Set exercise: Lines before the one containing "building shown in this photo?" are excluded; reproduce that line and all lines after it in the entries below, exactly.

Items:
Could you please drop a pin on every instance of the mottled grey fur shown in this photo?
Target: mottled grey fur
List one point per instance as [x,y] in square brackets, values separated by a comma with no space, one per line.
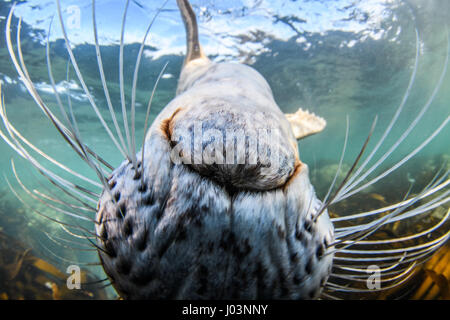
[208,231]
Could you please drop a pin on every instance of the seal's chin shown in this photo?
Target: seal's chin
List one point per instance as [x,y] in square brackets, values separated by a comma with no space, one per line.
[174,233]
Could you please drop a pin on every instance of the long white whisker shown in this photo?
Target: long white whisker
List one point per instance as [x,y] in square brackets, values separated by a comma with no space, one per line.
[83,84]
[122,89]
[135,78]
[340,162]
[347,192]
[394,118]
[103,78]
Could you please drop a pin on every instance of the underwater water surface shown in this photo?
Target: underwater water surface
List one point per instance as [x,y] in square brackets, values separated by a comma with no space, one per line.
[339,59]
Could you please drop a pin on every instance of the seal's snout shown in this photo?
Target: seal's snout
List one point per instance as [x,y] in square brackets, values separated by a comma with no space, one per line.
[231,145]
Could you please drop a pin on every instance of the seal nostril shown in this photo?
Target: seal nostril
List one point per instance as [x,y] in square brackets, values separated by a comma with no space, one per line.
[308,226]
[309,266]
[142,188]
[137,175]
[319,251]
[112,185]
[121,211]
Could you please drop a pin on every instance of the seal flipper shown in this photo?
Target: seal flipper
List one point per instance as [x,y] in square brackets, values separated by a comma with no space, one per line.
[305,123]
[194,50]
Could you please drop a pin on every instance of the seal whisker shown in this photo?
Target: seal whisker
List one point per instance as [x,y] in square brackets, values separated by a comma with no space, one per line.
[350,190]
[45,172]
[343,232]
[54,239]
[394,118]
[337,287]
[74,132]
[350,171]
[340,161]
[72,242]
[83,84]
[79,263]
[121,85]
[46,203]
[37,211]
[103,78]
[147,115]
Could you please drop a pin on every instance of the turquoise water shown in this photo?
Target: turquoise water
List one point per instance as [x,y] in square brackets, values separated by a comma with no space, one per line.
[335,58]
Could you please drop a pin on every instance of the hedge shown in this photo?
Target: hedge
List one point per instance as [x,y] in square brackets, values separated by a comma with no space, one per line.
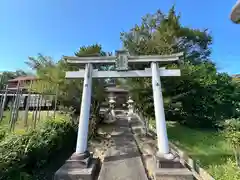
[33,154]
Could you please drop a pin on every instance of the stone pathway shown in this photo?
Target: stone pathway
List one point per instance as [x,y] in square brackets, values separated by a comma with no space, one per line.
[122,159]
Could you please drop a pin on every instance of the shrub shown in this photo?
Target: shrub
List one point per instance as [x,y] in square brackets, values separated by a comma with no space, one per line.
[27,154]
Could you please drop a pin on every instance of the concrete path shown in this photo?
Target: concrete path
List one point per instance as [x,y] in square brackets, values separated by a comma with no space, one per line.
[122,160]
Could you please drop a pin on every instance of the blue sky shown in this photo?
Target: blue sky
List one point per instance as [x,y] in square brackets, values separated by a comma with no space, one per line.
[59,27]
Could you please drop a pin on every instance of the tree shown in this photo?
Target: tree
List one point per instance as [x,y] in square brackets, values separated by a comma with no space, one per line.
[52,76]
[201,96]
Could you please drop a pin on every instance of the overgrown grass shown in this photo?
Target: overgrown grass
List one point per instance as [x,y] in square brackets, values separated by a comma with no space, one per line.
[37,153]
[209,148]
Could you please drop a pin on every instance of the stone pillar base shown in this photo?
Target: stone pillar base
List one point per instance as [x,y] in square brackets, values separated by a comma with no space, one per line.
[171,169]
[78,167]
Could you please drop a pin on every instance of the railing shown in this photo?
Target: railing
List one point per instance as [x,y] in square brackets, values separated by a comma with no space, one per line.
[191,164]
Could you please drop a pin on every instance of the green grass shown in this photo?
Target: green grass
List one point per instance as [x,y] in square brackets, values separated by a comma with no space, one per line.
[208,148]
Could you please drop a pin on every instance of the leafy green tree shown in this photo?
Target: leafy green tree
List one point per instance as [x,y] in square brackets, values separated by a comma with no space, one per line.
[201,96]
[52,77]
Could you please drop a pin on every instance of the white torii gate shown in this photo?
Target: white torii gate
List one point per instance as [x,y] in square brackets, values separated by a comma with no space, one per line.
[122,59]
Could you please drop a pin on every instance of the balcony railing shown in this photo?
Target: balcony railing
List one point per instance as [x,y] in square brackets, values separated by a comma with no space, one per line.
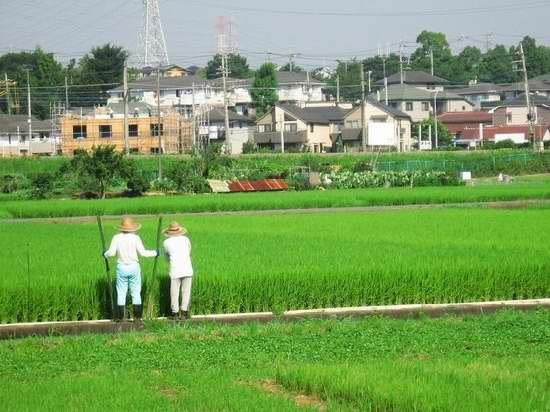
[275,137]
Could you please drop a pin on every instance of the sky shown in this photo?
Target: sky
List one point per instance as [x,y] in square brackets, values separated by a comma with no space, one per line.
[318,31]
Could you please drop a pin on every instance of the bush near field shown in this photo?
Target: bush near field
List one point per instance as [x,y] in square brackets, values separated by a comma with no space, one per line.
[189,173]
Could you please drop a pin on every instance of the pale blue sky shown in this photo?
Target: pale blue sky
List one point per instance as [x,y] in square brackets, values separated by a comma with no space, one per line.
[322,31]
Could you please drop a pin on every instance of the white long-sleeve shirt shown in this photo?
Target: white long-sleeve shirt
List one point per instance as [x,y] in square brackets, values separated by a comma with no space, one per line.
[178,253]
[126,247]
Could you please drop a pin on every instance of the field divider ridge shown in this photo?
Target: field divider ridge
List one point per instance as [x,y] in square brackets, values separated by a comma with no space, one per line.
[20,330]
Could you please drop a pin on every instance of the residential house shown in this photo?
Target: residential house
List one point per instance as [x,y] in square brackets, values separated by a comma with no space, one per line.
[170,70]
[83,129]
[480,94]
[456,122]
[514,111]
[299,128]
[186,92]
[519,134]
[14,136]
[539,85]
[416,78]
[241,129]
[386,127]
[419,103]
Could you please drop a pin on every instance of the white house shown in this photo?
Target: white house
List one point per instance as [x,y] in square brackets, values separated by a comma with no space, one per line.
[186,91]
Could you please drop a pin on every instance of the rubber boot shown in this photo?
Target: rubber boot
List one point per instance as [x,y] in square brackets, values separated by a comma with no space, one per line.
[120,313]
[137,313]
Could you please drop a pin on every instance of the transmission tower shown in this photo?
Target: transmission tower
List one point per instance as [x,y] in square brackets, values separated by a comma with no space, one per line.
[152,43]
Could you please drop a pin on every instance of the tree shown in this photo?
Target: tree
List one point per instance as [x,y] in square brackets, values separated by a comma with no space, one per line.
[469,64]
[443,135]
[264,89]
[445,64]
[349,74]
[96,171]
[103,66]
[237,64]
[295,68]
[44,72]
[497,67]
[376,65]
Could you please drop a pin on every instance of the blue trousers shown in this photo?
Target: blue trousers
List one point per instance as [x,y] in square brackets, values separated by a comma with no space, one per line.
[128,276]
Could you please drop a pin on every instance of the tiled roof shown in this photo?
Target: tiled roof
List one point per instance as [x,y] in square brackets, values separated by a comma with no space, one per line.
[489,132]
[317,115]
[413,77]
[465,117]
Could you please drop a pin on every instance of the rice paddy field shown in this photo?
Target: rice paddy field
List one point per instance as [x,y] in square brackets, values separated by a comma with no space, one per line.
[498,363]
[523,189]
[249,263]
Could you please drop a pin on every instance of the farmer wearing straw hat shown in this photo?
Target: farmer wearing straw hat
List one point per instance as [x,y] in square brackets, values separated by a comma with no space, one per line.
[126,245]
[178,252]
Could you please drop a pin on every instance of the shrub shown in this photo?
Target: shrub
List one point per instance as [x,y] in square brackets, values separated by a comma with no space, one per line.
[42,185]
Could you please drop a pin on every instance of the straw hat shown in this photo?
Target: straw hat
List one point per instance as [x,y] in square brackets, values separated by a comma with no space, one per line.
[175,230]
[128,225]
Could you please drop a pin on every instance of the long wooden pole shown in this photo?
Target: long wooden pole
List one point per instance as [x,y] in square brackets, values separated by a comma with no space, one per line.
[107,268]
[154,274]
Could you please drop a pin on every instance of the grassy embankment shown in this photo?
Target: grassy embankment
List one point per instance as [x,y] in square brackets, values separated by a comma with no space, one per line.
[522,190]
[289,261]
[490,363]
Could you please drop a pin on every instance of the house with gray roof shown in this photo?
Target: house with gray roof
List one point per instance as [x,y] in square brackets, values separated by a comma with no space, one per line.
[480,93]
[419,103]
[417,79]
[386,128]
[184,91]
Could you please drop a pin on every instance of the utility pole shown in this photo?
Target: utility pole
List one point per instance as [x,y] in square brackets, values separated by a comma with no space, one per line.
[225,72]
[125,97]
[370,81]
[435,120]
[8,102]
[282,131]
[158,126]
[363,122]
[66,94]
[401,60]
[528,103]
[338,89]
[29,108]
[193,127]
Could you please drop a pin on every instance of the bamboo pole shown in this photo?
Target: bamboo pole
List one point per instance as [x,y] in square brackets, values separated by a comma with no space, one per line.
[153,280]
[107,268]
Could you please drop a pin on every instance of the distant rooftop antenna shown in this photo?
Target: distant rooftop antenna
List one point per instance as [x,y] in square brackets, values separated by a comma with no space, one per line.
[152,43]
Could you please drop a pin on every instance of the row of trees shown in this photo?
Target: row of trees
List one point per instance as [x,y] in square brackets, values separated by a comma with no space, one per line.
[88,79]
[102,67]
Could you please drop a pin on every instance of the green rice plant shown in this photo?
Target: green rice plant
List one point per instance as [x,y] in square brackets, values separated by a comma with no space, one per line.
[290,261]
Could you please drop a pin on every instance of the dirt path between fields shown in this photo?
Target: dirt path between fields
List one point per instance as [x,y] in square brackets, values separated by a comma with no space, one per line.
[511,204]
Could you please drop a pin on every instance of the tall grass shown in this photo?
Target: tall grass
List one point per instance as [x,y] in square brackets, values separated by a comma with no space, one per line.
[270,201]
[292,261]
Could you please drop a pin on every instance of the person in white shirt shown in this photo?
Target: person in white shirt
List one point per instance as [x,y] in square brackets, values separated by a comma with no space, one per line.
[178,253]
[126,246]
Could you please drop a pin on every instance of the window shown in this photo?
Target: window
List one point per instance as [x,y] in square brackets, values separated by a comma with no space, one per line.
[105,131]
[154,127]
[79,132]
[291,127]
[133,130]
[264,128]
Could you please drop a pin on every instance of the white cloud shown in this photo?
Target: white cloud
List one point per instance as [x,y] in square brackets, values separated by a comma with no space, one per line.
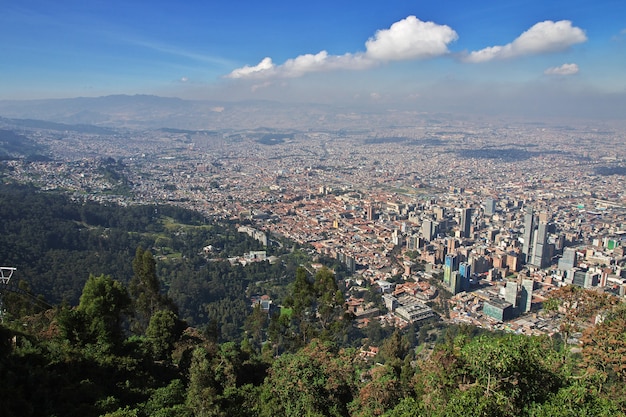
[565,69]
[543,37]
[265,66]
[409,38]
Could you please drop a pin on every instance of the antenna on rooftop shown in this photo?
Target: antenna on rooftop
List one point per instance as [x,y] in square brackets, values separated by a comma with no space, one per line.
[6,272]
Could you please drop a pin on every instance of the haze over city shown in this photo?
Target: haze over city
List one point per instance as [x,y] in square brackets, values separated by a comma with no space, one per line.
[527,58]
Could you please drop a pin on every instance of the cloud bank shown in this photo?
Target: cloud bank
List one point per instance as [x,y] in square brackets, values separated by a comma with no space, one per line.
[565,69]
[407,39]
[413,39]
[543,37]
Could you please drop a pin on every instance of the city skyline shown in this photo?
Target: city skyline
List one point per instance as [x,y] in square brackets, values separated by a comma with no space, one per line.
[487,57]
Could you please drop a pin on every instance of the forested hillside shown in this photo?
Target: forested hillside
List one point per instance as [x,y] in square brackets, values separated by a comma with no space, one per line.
[56,243]
[146,323]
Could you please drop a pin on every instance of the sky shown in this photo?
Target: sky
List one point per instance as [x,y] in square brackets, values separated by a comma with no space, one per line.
[441,55]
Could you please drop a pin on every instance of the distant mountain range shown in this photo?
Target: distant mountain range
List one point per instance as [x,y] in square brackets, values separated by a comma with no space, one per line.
[147,111]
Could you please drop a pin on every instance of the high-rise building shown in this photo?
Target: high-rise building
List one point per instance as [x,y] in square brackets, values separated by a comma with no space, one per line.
[541,252]
[455,282]
[526,297]
[490,206]
[466,221]
[451,264]
[511,292]
[529,227]
[465,273]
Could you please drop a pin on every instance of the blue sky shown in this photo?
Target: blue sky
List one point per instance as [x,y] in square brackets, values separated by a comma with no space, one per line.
[340,51]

Task answer:
Could you please drop a pin on every instance of the high-rise building shown in this photo?
Target: high-rise building
List one point per instance as [x,y] in square brackets, values separated by a comma with no space, one per line.
[541,252]
[455,282]
[526,297]
[490,206]
[466,221]
[451,264]
[511,292]
[529,227]
[465,273]
Could you please drop a pin on every instance of the blue sky shown in this photo?
Target: blue sky
List one point per instance as [x,y] in square brackets, values separated by a comma with no space, one per line.
[340,51]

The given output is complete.